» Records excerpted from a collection
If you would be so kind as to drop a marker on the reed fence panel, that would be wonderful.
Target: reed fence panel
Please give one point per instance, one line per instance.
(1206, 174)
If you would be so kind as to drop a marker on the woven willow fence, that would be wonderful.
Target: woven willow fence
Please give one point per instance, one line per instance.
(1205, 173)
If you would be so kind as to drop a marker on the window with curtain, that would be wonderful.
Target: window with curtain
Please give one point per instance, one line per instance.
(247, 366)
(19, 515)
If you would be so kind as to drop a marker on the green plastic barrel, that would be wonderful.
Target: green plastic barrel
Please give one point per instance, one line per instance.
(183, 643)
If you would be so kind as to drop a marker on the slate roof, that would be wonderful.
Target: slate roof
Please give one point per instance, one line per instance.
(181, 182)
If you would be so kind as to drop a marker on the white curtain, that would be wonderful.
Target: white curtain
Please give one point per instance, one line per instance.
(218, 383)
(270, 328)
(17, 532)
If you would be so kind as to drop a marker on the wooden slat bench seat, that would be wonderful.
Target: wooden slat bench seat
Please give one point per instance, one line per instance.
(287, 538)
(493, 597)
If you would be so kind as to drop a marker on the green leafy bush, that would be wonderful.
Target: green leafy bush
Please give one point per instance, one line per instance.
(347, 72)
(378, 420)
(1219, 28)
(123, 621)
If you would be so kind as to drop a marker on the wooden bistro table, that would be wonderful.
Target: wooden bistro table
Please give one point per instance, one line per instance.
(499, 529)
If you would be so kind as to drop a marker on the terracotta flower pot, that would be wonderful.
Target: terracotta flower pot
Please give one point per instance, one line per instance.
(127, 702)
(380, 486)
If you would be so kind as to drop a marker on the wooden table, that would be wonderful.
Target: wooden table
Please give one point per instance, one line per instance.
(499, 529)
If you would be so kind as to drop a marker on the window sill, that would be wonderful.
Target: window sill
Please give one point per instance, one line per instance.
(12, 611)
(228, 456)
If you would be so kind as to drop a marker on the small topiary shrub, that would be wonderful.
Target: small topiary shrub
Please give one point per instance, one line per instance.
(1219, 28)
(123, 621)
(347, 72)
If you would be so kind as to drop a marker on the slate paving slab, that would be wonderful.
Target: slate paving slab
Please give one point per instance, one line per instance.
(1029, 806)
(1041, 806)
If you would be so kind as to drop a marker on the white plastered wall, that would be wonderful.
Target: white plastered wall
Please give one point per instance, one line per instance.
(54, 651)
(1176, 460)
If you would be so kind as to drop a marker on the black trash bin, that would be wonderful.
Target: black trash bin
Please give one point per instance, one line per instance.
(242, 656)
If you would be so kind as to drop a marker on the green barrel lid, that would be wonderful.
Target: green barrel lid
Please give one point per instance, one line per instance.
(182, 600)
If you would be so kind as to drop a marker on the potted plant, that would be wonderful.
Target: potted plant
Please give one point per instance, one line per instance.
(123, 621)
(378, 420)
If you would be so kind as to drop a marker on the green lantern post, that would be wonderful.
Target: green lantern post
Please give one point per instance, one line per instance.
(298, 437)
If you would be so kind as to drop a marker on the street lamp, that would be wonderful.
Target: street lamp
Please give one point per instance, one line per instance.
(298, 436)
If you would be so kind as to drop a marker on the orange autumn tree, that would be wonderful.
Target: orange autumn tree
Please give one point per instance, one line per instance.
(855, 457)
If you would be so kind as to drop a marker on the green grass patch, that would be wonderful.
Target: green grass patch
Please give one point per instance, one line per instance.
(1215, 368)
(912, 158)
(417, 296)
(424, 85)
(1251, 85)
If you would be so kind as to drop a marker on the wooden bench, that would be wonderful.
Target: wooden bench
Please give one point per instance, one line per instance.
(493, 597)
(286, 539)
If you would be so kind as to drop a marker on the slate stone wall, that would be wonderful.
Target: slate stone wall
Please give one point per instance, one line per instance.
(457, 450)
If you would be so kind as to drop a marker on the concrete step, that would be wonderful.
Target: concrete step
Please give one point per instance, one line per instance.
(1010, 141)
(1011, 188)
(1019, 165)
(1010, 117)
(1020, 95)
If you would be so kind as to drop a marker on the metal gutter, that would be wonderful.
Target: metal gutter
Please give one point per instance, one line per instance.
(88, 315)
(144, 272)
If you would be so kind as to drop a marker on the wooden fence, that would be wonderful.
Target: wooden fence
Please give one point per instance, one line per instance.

» EXERCISE DIRECTIONS
Write out each line of the data above again, exactly as given.

» SOLUTION TO THIS PROBLEM
If you would be so kind as to drop a marker on the reed fence panel, that would be wonderful.
Target: reed fence panel
Please give one point per instance, one line per instance.
(1206, 174)
If you would be so kind as to drop a marker on the woven willow fence, that would be wonderful.
Target: woven willow fence
Please give one point per instance, one line per instance.
(1205, 173)
If you would be so kind as to drop a marker on the window with curtain, that would be wonderful.
Target: window with curtain
Please give one point per instance, one line per instance.
(247, 366)
(19, 515)
If you would be so kind as to drop a marker on the green plastic barrel, that would be wonderful.
Target: green plastic barrel
Please give one point per instance, one line per instance.
(183, 643)
If you would be so kind as to drop a marker on the slate roof, that would be wonderful.
Target: slate roof
Please give one point per instance, one line per instance.
(181, 182)
If you would be so kind as to drop a marker on the white curtain, that would be wonderful.
Target: white curtain
Please give one point per instance, one line per instance.
(218, 383)
(270, 328)
(17, 532)
If you would be so kind as to drop a marker on the wooden slat bench seat, that would be wonderful.
Target: wooden slat bench seat
Please give one point per instance, one line per instance.
(287, 538)
(493, 597)
If you would be so kind as to drop a marker on the green leafy bush, that would be wonderful.
Target: green leafy bush
Please give one point per instance, one line per instance.
(347, 72)
(378, 420)
(1219, 28)
(123, 621)
If you would be so kind as to drop a marker on the wooden bistro table, that would be wonderful.
Target: wooden bistro table
Please give one point per instance, one line per instance.
(499, 529)
If you would be so kind as to drop a marker on the terracotta flower pot, that would be wonderful.
Target: terracotta flower pot
Please give one point per instance, one line per instance.
(127, 702)
(380, 486)
If you would be so kind as to drop a marker on the wooden table, that would be wonderful.
Target: wooden table
Please give one point per instance, one line per instance.
(499, 529)
If you would be so kind as to drop a marker on the window sill, that would be wonderful.
Target: window sill
Please give one point per instance, one line per instance.
(12, 611)
(228, 456)
If you would be so kind as to drop a marker on the small topiary shrub, that would be wonderful.
Target: small topiary shrub
Please give one point per instance, one line per instance.
(1219, 28)
(123, 621)
(347, 72)
If you would be so kind as to drop a marker on the slate paving slab, that would be wonderful.
Target: slate paving slab
Please give one point per instance, one line per instance.
(1029, 806)
(1041, 806)
If you would be so kind as to drop a marker on the white plastered wall, that would be wonderful.
Target: white plastered wall
Please give one point per instance, one line per instance.
(54, 651)
(1176, 460)
If you would be so kind as to drop a marker on the black trash bin, that would be wonderful.
Target: black trash bin
Please give one point per instance, one line per instance.
(242, 656)
If you would be so kind as to drop a marker on the green barrel lid, that would be wonderful.
Target: green barrel lid
Please give one point per instance, one line per instance.
(182, 600)
If you would be so kind as to drop a marker on the potted plant, that would be wonderful.
Target: potted plant
Please give one point per instance, one line per instance.
(123, 621)
(378, 420)
If you would be so kind as to drop a marker on the green lantern post, that would be wonderful.
Target: green lantern post
Please give one point per instance, one line per instance.
(298, 437)
If you would be so kind as to drop a marker on the street lamp, that would be wonderful.
Target: street lamp
Please give one point per instance, one line per instance.
(298, 436)
If you would be so kind as to drop a marker on the orange autumn tree, that would be wonderful.
Target: orange autumn tree
Please give one point per instance, one line per instance.
(855, 457)
If you would be so kind as to drop a marker on the green grass patch, that would be wonderful.
Target: green grass patch
Please give one point per instance, one line per instance.
(1215, 368)
(912, 158)
(417, 296)
(424, 85)
(1251, 85)
If you would be so kind as to drop a marker on the wooden bench, that would be wonderful.
Target: wooden bench
Please give one point per instance, one line per instance.
(493, 597)
(286, 539)
If you would be so kind as to drop a marker on the slate stone wall, that would be wonderful.
Target: slate stone wall
Please give one point per instance, one line per instance.
(457, 450)
If you would be so kind as to drop a marker on the concrete step, that would be wonderful.
Target: concrete step
Please give one point per instance, one line per instance.
(1010, 141)
(1011, 188)
(1019, 165)
(1010, 117)
(1020, 95)
If you would be so kind as to drop a marker on the metal gutter, that would be wonderful.
Target: metal gutter
Please give one point per instance, one line per instance.
(88, 315)
(144, 272)
If you would be so kind as to drop a marker on the wooden fence, that would be wonderful.
Target: wooden fence
Please give one point per instance, one line per instance.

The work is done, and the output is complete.